Material shown below:

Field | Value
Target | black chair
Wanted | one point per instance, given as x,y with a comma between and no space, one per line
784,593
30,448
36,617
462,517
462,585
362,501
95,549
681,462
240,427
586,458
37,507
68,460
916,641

End of Material shown.

Exercise:
Reproduce the material in full, keeping every line exactly as given.

Result below:
Field | Value
Target | black chair
Wanted | one point per instance, given as x,y with a comma between and no space, one per line
784,593
30,448
36,617
462,517
462,585
362,501
95,549
681,462
240,427
586,458
37,507
68,460
916,641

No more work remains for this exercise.